# [Supplied text]
::::::::

There’s a thing that married people do, when they discover that they’re talking to A Divorcee. They sort of tip their head to the side and then either explain to you that they lived alone for six months in 2008 and they “actually really loved it”. Or they do the same slightly patronising expression then tell you that they’re “actually quite jealous” because while they’re obviously blissfully happy with their partner, it must be so exciting to be “on the apps”.
They don’t mean it, of course. As a society we are a little bit repulsed by singledom, so we pretend to be Really Excited! for anyone who finds themself experiencing it.
There is something about being married which just draws out an inexplicable desire to offer single people your approval for their lifestyle. I know this because during my tenure as a married person, I did it to other people. And now it happens to me. At every single one of the 400 weddings I went to this summer, someone asked me if I was married (the fact that I have a baby seems to confuse people a bit) and every time I said that I wasn’t, the response was kind, but steeped in pity. Which is perhaps why I was so delighted to read Joan Bakewell’s take on being unmarried.
In an interview with The Guardian, technically to promote a new series of the lovely Portrait Artist of the Year, but equally because she’s fascinating, Joan Bakewell says: “I was 17 years married to Michael, most of which was happy, and then it went wrong. And the same with Jack [whom she married in 1975 and divorced in 2001]. By which I mean, they flaked off and started behaving in ways which were intolerable to me… …I’ve been married twice, and I’ve been pleased not to be married for the last 20 years.”
You’re not supposed to admit to liking being divorced, I don’t think. I’m always shocked by how quick people are to ask me about the gory details of what happened, to assess my reasoning and determine whether or not I was right to pick the horrors of single life over marriage.
Occasionally, when I lay out the pure joy of dating having had a baby – detailing the excitement of getting to put on lipstick and a short skirt and brush someone else’s thigh under the table, when you’ve previously been washing babygros – I sense annoyance.
Married people seem willing to sympathise when they feel that I’ve been expelled from the club, but not when they learn that I willingly quit. I always find myself wondering about the truth of the marriages of those who are most perturbed to hear me say that I currently take joy in being unmarried.
Like Bakewell – I have taken pleasure in not cohabiting, in not being part of a one-surname unit. One day I very much hope to share a home with another person, maybe have more children, the kind of chaotic family situation that I’d always dreamt of. Mornings full of cereal and school runs and snatched kisses as you run out of the door. But wanting that doesn’t mean not enjoying this. I refuse for this period of my life, where I’m in a blissful new relationship, but still finding my feet as an unmarried person, to be some kind of holding pen pre marriage.
There’s a beauty in so much of being divorced. I like that I can leave things in mad places around the house and return to find them still there. I like eating a bag of broccoli and two Tunnocks tea cakes for supper while I watch the Kardashians on my laptop. I like the mornings when the house is silent and it’s just me and my daughter lying in my bed.
I was terrified to be alone, to go to weddings by myself, take my daughter on a family holiday without a co-parent, to pick childcare arrangements or make medical decisions without someone to consult.
But it’s actually so straightforward and easy that I find myself wondering if perhaps it might actually be the ideal. So, if one day I do find myself remarried, talking to a single person at a party, and I trot out that old line, “God I’m quite jealous, I loved being single”, it won’t be patronising or disingenuous. It’ll be entirely genuine.

::::::::

# [Information shown]

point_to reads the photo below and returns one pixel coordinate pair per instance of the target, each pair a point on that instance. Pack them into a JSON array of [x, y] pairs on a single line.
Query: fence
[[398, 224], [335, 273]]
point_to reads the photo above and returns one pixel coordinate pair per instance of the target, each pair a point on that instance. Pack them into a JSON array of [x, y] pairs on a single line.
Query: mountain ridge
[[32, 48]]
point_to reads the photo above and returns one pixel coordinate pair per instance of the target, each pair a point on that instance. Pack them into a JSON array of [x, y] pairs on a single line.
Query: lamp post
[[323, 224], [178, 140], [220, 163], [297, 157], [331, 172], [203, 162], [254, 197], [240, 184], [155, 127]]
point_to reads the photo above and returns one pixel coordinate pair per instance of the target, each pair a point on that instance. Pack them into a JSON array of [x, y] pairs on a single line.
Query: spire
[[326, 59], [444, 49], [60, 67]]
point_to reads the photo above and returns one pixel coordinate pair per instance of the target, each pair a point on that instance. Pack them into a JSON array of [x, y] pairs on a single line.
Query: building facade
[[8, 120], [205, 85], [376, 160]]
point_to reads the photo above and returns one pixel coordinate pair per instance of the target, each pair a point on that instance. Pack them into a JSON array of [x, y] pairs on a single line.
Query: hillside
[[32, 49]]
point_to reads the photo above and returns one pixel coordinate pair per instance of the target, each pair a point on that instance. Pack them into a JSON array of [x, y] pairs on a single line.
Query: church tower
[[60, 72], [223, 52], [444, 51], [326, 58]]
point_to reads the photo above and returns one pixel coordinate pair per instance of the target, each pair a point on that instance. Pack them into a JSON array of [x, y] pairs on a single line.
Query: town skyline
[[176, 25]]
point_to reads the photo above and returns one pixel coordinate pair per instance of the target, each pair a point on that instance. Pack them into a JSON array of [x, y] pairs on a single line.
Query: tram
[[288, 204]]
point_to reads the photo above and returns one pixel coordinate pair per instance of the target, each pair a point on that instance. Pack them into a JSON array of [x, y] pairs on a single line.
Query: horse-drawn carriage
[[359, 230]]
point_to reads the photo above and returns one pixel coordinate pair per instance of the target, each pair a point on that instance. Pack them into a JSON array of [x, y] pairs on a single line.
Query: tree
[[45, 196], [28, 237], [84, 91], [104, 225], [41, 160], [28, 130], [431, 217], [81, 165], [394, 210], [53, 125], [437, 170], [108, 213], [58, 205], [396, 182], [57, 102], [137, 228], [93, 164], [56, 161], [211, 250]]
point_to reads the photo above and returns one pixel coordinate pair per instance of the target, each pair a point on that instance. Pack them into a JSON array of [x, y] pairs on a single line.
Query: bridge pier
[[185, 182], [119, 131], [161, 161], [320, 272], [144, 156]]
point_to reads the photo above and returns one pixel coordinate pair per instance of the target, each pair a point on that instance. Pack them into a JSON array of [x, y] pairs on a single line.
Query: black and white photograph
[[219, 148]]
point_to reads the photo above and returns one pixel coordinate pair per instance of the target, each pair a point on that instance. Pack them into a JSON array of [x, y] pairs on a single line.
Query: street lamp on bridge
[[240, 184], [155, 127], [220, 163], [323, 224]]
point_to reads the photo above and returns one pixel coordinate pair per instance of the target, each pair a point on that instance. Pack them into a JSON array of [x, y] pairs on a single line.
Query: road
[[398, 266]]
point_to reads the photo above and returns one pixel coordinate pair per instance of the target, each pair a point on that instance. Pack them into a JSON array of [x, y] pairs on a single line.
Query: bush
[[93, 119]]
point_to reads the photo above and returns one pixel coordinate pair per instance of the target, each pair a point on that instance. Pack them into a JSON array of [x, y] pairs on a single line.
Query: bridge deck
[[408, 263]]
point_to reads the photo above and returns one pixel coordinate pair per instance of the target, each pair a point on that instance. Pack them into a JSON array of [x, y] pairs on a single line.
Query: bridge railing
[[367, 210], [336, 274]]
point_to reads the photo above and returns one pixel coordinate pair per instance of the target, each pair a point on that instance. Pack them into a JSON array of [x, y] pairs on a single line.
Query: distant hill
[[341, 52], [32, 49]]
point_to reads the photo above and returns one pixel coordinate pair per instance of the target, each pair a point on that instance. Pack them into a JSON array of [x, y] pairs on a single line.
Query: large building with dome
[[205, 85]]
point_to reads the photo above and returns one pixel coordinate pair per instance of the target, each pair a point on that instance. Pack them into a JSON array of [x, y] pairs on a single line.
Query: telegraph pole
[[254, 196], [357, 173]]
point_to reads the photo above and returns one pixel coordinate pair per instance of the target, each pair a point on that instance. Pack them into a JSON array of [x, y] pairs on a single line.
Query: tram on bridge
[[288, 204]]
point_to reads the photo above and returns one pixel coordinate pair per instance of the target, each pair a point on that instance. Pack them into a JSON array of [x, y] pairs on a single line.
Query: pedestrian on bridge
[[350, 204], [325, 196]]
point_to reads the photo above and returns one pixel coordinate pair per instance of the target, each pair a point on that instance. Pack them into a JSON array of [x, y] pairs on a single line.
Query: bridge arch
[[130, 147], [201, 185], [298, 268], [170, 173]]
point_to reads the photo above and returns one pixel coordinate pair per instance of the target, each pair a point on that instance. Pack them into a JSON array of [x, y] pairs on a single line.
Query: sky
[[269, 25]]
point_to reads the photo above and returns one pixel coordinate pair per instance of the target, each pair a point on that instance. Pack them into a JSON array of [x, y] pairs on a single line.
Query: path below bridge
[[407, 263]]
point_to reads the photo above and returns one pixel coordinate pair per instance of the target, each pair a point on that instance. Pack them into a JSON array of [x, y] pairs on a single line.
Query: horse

::::::::

# [Activities]
**a)** In the divorce essay, what does the writer say they were terrified to do alone? List every item.
**b)** Copy the divorce essay word for word, from "There’s a beauty" up to and including "be entirely genuine.".

# [Answers to this exercise]
**a)**
- Being alone
- Going to weddings by themselves
- Taking their daughter on a family holiday without a co-parent
- Picking childcare arrangements without someone to consult
- Making medical decisions without someone to consult

**b)**
There’s a beauty in so much of being divorced. I like that I can leave things in mad places around the house and return to find them still there. I like eating a bag of broccoli and two Tunnocks tea cakes for supper while I watch the Kardashians on my laptop. I like the mornings when the house is silent and it’s just me and my daughter lying in my bed.
I was terrified to be alone, to go to weddings by myself, take my daughter on a family holiday without a co-parent, to pick childcare arrangements or make medical decisions without someone to consult.
But it’s actually so straightforward and easy that I find myself wondering if perhaps it might actually be the ideal. So, if one day I do find myself remarried, talking to a single person at a party, and I trot out that old line, “God I’m quite jealous, I loved being single”, it won’t be patronising or disingenuous. It’ll be entirely genuine.